▶ **Assignment 1**
Name each campus group that the article on biking in Asheville lists as a host of the Bulldog Bicycle Bonanza.
▶ **Assignment 2**
Turn the paragraph of the article on biking in Asheville that begins "Last Thursday, UNCA's Student Environment Center" into a short bulleted list that keeps its main facts.

▶ **Selected excerpt**
▼

By Ashika Raval – firstname.lastname@example.org – Staff Writer
With the expansion of the greenway system and biking programs, more bikers are able to travel safely all around campus and throughout Asheville, as indicated by the overflow of bikes on UNC Asheville’s bike racks.
“I think biking in Asheville can be easy, but I would be careful around some roads and hills. I would definitely tell all students to use Broadway over Merrimon,” said UNCA sophomore Gardner Goodall, a commuter student who rides his bike every day, rain or shine.
Approximately 4.5 miles of greenway trails are available to bikers and many more are planned for the future. During the next 10 years Asheville Parks, Recreation and Cultural Arts Department plans for an additional 11 miles.
Last Thursday, UNCA’s Student Environment Center, Campus Recreation and Parking and Transportation Services hosted the Bulldog Bicycle Bonanza. From 12 to 4 p.m. on the quad, bicycle safety and maintenance workshops informed students about the bicycle laws and ways to bike safely. Local stores such as Mast General raffled off bicycle safety equipment.
The highlight of the event was the opening of the new DIY repair station next to Zeis Hall, which is a bicycle fix-it stand that complements the school rack and will make for safer biking.

▲

Dataset entries
▼

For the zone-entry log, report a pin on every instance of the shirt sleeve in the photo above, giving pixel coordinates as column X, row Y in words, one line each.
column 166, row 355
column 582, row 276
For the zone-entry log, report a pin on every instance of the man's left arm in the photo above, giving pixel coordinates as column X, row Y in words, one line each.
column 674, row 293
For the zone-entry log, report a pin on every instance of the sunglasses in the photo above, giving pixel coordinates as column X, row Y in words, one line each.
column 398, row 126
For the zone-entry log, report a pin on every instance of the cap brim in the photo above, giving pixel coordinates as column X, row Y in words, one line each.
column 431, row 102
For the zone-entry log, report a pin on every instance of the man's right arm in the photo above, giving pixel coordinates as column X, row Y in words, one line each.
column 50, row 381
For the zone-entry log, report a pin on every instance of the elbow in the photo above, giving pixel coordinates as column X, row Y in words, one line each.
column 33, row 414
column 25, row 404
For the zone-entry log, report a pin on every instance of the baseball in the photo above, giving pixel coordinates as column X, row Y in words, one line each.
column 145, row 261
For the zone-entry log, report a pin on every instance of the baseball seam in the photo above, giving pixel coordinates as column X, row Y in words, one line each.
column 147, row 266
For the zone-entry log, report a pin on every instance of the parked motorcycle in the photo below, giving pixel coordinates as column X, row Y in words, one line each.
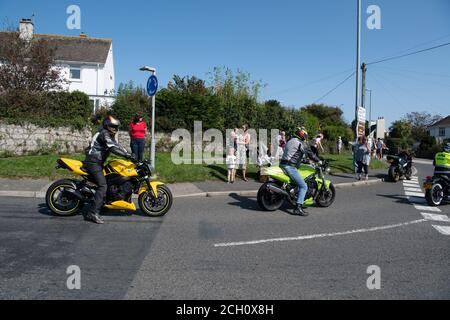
column 401, row 167
column 437, row 190
column 281, row 188
column 67, row 197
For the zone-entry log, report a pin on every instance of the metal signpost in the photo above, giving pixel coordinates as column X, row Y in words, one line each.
column 152, row 88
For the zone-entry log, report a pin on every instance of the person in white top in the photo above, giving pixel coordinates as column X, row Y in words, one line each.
column 231, row 163
column 316, row 143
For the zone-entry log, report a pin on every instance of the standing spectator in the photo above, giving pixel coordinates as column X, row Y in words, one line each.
column 231, row 163
column 339, row 145
column 362, row 158
column 316, row 143
column 241, row 152
column 232, row 143
column 281, row 143
column 379, row 149
column 138, row 131
column 247, row 140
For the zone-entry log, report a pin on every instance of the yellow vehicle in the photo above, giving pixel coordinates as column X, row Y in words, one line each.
column 67, row 197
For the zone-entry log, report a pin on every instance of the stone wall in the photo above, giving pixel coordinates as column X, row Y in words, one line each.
column 17, row 140
column 30, row 139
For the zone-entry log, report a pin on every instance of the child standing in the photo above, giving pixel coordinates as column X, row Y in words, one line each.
column 231, row 163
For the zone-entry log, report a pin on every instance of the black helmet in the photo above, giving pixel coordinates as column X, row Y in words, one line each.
column 111, row 124
column 301, row 133
column 447, row 147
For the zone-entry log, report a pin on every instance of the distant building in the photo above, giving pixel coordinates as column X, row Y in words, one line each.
column 440, row 130
column 86, row 63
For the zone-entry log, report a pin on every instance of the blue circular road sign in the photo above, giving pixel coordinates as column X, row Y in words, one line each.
column 152, row 85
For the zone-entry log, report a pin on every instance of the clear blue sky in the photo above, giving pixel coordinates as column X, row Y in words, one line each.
column 283, row 43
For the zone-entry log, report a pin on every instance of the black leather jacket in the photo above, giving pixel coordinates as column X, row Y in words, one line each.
column 295, row 151
column 102, row 144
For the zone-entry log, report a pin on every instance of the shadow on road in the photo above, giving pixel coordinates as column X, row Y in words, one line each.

▲

▶ **Answer 1**
- Student Environment Center
- Campus Recreation
- Parking and Transportation Services

▶ **Answer 2**
- Event: Bulldog Bicycle Bonanza, held last Thursday from 12 to 4 p.m. on the quad
- Hosts: UNCA's Student Environment Center, Campus Recreation, and Parking and Transportation Services
- Workshops: bicycle safety and maintenance, covering bicycle laws and ways to bike safely
- Raffle: local stores such as Mast General gave away bicycle safety equipment